[Stored data entries]
##############################
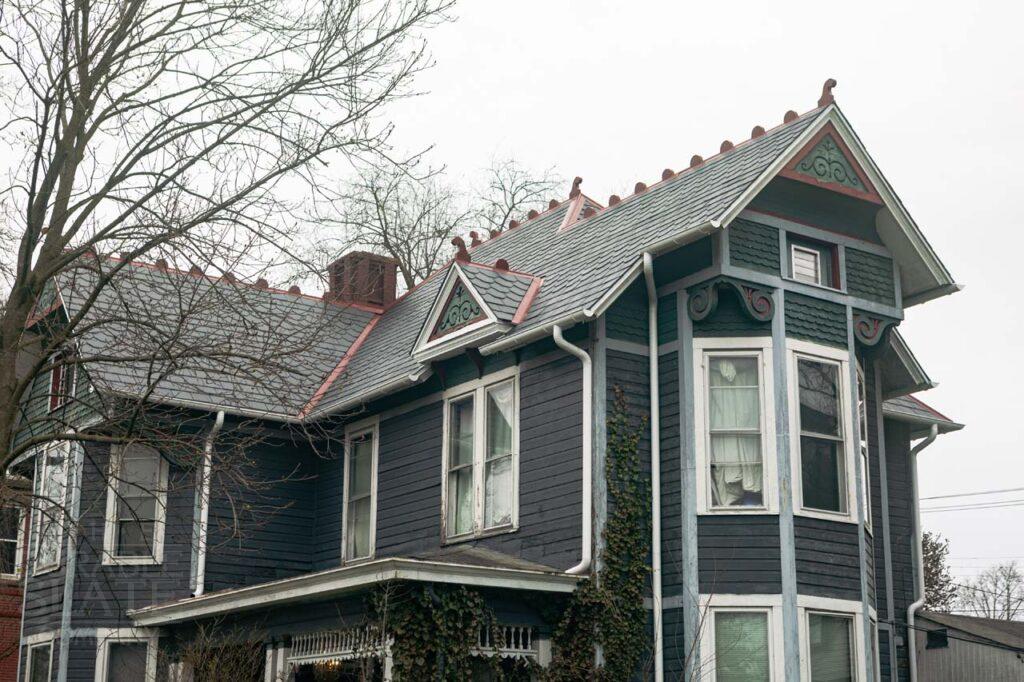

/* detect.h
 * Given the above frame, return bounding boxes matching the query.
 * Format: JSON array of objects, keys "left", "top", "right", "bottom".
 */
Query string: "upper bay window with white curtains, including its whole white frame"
[{"left": 694, "top": 339, "right": 775, "bottom": 512}]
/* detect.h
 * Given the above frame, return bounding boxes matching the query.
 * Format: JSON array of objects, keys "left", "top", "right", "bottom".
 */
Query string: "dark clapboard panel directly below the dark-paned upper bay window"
[{"left": 793, "top": 516, "right": 860, "bottom": 599}]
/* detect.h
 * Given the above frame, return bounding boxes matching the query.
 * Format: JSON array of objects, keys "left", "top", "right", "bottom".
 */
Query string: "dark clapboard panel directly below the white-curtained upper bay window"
[{"left": 697, "top": 514, "right": 782, "bottom": 594}]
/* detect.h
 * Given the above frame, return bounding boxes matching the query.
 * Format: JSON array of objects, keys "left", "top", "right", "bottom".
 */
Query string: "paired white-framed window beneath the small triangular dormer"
[{"left": 444, "top": 378, "right": 519, "bottom": 538}]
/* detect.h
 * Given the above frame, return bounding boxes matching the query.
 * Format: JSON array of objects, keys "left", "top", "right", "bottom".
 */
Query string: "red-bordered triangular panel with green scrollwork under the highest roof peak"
[{"left": 780, "top": 123, "right": 883, "bottom": 204}]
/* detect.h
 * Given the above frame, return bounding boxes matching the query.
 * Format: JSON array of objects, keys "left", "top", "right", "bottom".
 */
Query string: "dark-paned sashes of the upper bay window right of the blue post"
[{"left": 797, "top": 355, "right": 848, "bottom": 514}]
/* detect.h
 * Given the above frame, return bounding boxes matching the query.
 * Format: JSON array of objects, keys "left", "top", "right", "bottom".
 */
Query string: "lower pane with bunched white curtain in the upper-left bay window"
[{"left": 711, "top": 434, "right": 764, "bottom": 506}]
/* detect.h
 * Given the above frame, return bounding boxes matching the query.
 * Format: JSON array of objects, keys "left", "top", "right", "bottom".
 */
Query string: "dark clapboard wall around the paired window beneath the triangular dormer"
[{"left": 377, "top": 353, "right": 583, "bottom": 568}]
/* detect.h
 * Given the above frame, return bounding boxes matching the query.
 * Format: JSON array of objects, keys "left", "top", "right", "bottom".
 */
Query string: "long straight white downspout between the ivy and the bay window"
[{"left": 643, "top": 253, "right": 665, "bottom": 682}]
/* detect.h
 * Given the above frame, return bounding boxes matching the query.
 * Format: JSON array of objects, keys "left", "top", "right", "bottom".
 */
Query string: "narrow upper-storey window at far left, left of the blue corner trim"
[{"left": 33, "top": 442, "right": 70, "bottom": 574}]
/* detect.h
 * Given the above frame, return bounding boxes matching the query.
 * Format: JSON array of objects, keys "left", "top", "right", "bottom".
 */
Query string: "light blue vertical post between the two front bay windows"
[{"left": 771, "top": 289, "right": 800, "bottom": 680}]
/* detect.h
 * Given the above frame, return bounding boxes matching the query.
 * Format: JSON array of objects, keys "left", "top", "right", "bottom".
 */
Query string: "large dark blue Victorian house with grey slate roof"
[{"left": 9, "top": 81, "right": 959, "bottom": 681}]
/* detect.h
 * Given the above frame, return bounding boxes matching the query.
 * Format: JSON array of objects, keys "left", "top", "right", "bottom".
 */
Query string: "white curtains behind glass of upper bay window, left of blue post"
[{"left": 708, "top": 357, "right": 764, "bottom": 506}]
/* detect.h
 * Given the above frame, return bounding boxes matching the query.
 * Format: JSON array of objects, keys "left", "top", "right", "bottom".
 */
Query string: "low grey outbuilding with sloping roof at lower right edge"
[{"left": 916, "top": 611, "right": 1024, "bottom": 682}]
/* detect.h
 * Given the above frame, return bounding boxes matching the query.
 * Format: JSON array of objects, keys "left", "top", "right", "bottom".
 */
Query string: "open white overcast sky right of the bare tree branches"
[{"left": 382, "top": 0, "right": 1024, "bottom": 576}]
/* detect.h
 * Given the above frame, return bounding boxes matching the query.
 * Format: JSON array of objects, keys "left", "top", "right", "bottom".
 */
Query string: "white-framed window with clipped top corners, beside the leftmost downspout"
[{"left": 103, "top": 444, "right": 167, "bottom": 564}]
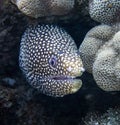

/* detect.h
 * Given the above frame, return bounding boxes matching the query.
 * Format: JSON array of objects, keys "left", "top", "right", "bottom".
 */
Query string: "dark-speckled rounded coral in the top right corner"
[{"left": 89, "top": 0, "right": 120, "bottom": 24}]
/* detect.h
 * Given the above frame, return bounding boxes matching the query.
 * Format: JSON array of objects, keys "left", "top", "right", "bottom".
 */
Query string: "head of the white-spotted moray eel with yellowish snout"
[{"left": 19, "top": 25, "right": 84, "bottom": 97}]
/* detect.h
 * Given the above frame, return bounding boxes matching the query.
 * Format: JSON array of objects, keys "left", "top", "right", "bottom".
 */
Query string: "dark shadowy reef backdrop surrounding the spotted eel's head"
[{"left": 0, "top": 0, "right": 120, "bottom": 125}]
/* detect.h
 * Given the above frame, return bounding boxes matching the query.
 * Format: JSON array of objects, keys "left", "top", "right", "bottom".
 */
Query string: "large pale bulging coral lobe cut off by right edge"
[{"left": 93, "top": 31, "right": 120, "bottom": 91}]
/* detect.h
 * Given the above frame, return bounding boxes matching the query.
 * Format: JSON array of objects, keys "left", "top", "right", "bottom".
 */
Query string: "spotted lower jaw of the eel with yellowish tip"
[{"left": 35, "top": 76, "right": 82, "bottom": 97}]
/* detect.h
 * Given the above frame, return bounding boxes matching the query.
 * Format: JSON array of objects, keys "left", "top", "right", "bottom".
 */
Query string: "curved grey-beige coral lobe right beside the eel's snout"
[{"left": 79, "top": 25, "right": 114, "bottom": 73}]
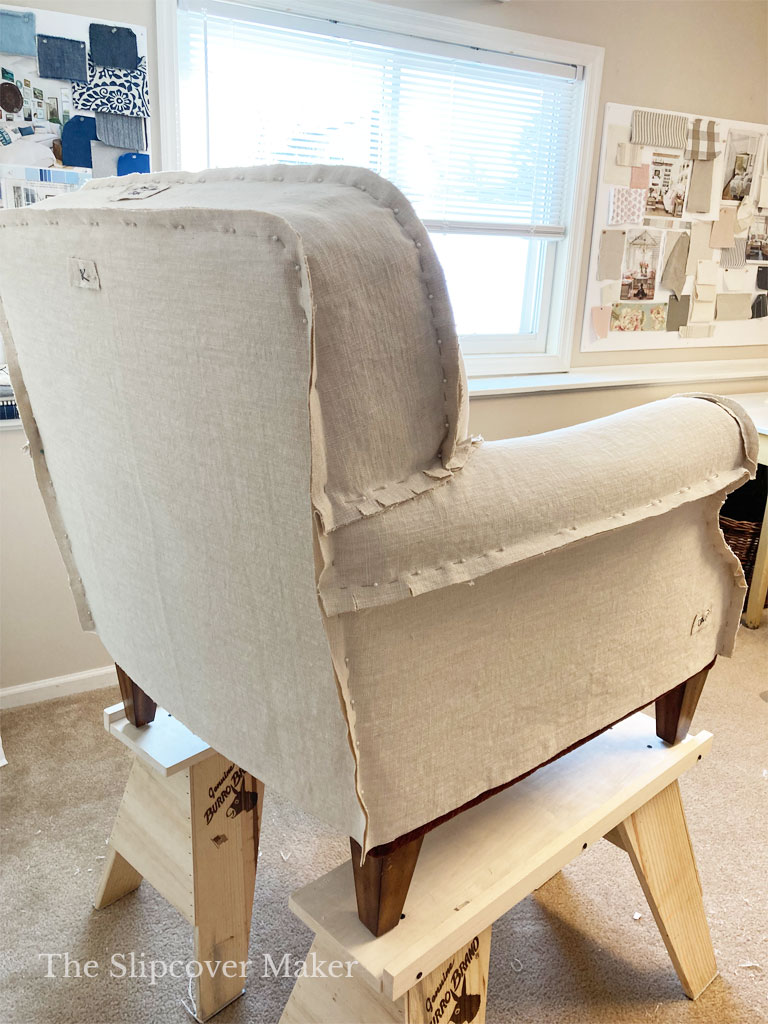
##############################
# Task details:
Your answer is all of the records restated word for word, pictures excluded.

# Answer space:
/* detect.h
 * Given the above frame, return bounding boxes matching the query.
 * Format: JSON array of objects, keys "left", "top", "right", "bottom".
 */
Query string: "upper bay window with white curtains, including its whole white frame"
[{"left": 694, "top": 339, "right": 775, "bottom": 512}]
/* detect.h
 * Given the above frame, return bounding boxes matching the query.
 * Format: JSON array of objects, keys "left", "top", "right", "bottom".
 */
Query string: "dark clapboard panel directly below the dark-paned upper bay window"
[{"left": 793, "top": 516, "right": 860, "bottom": 599}]
/* detect.h
 * Given the above frame, return bounding boxes matching the query.
 * Format: JSON array of objects, keys "left", "top", "right", "bottom".
 */
Query string: "dark clapboard panel directly below the white-curtained upper bay window"
[{"left": 697, "top": 514, "right": 782, "bottom": 594}]
/* detect.h
 * Given the above frame, return bounding boxes matching the query.
 * Format: JSON array of objects, keys "left", "top", "right", "bottom".
 */
Query string: "paired white-framed window beneath the small triangular dormer"
[{"left": 444, "top": 378, "right": 519, "bottom": 538}]
/* detect.h
 * Given the above frame, return bounding boxes matching the query.
 * Format: JSON array of objects, keys "left", "top", "right", "bottom".
 */
Query string: "red-bordered triangular panel with green scrollwork under the highest roof peak"
[{"left": 780, "top": 123, "right": 883, "bottom": 204}]
/* detect.h
 * Given the above frame, return bounding boxes matching the query.
 * Format: JSON array of objects, keys "left", "top", "right", "bottom".
 */
Query string: "dark-paned sashes of the upper bay window right of the blue post"
[{"left": 797, "top": 355, "right": 848, "bottom": 514}]
/* detect.h
 * Given the above frame, return bounding boxes matching the query.
 * Format: JSON array of objects, keys "left", "top", "right", "bottom".
 */
Query string: "lower pane with bunched white curtain in the upper-left bay window"
[{"left": 711, "top": 434, "right": 764, "bottom": 506}]
/* detect.h
 * Given the above frame, return bounding boxes matching the query.
 * Format: JSON array of objects, keys "left", "top", "right", "bottom".
 */
Query string: "dark clapboard wall around the paired window beneath the triangular dormer"
[{"left": 377, "top": 353, "right": 583, "bottom": 568}]
/* detect.h
 * Given the above frame, return bounding boxes matching the query.
 * Format: JSON array of objects, keys "left", "top", "right", "bottom".
 */
Query string: "long straight white downspout between the ivy and the bay window"
[{"left": 643, "top": 253, "right": 665, "bottom": 682}]
/* detect.h
 * Given the above frame, return bounding boxes matching the query.
 * Format: JSON array of objects, keys "left", "top", "right", "bottom".
 */
Query string: "narrow upper-storey window at far left, left of the blue corner trim"
[{"left": 33, "top": 442, "right": 70, "bottom": 574}]
/* detect.h
 * Given the above frame, return bounding boxes matching the query.
 * Format: JSON array of objects, keys "left", "top", "right", "bottom".
 */
Query string: "light blue vertical post between the two front bay windows"
[{"left": 771, "top": 289, "right": 800, "bottom": 680}]
/* detect.h
 * Given the above frame, return bounding boxes matching the query.
 * Format: JSON array of objects, keys "left", "top", "right", "bottom".
 */
Query string: "large dark blue Victorian house with grey slate roof"
[{"left": 9, "top": 81, "right": 959, "bottom": 681}]
/* detect.h
 * Given the above frame, return bounding boxes matching the query.
 * Format: JSON array of objects, keys "left", "top", "right", "bottom".
 */
Query string: "white curtains behind glass of upper bay window, left of blue post"
[{"left": 708, "top": 357, "right": 764, "bottom": 506}]
/* detect.h
 * Given the above frame, return bounding boxes matching the query.
 * Format: JSON array of objects, keys "left", "top", "right", "bottom".
 */
Query string: "low grey outbuilding with sloping roof at lower right edge"
[{"left": 916, "top": 611, "right": 1024, "bottom": 682}]
/* detect.h
 * Given the above frame, return bounding boxes matching the query.
 * Format: JSON array of objects, keys "left", "top", "right", "bottom".
 */
Query string: "open white overcast sky right of the bare tree branches"
[{"left": 382, "top": 0, "right": 1024, "bottom": 576}]
/* detect.h
 * Given the above frame, return bounding boxes matching the query.
 * Format: JSON array of objects, keys "left", "top", "right", "bottom".
 */
Query string: "white-framed window with clipped top corners, beside the leftmost downspout"
[{"left": 103, "top": 444, "right": 167, "bottom": 564}]

/* detect.h
 * Given the above frame, return bounding boxes matching the query.
 * Format: JSON array of objects, keys "left", "top", "right", "bottom".
 */
Query string: "dark-speckled rounded coral in the top right corner"
[{"left": 89, "top": 0, "right": 120, "bottom": 24}]
/* detect.h
 * Given the above frame, return bounding boxes matching the query.
 * Format: JSON array of objects, keys "left", "top", "right", "bottom".
 */
Query string: "head of the white-spotted moray eel with yellowish snout"
[{"left": 19, "top": 25, "right": 84, "bottom": 97}]
/* detect.h
 * Given the above frame, return bounding boxes matching the query.
 * Format: JSON array of objects, keys "left", "top", "right", "bottom".
 */
Query string: "dark shadowy reef backdrop surrounding the spotted eel's head"
[{"left": 0, "top": 0, "right": 120, "bottom": 125}]
/* detect.h
 * Given the above frame, return bounding boxes matching the query.
 * Format: JSON array of objects, keys "left", "top", "right", "bottom".
 */
Query string: "large pale bulging coral lobe cut off by right edge"
[{"left": 93, "top": 31, "right": 120, "bottom": 91}]
/* detect.h
 * Given the above frame, return bounding boxes matching the query.
 * Format: JSON array of objects, keys "left", "top", "right", "bottom".
 */
Query string: "spotted lower jaw of the eel with yellowish tip"
[{"left": 35, "top": 76, "right": 82, "bottom": 97}]
/* detect.h
 * Given the above frame, return bounding boxes matching the query.
 * Format: JSON array of objects, keys "left", "top", "right", "bottom".
 */
Query string: "curved grey-beige coral lobe right beside the eel's snout"
[{"left": 79, "top": 25, "right": 114, "bottom": 73}]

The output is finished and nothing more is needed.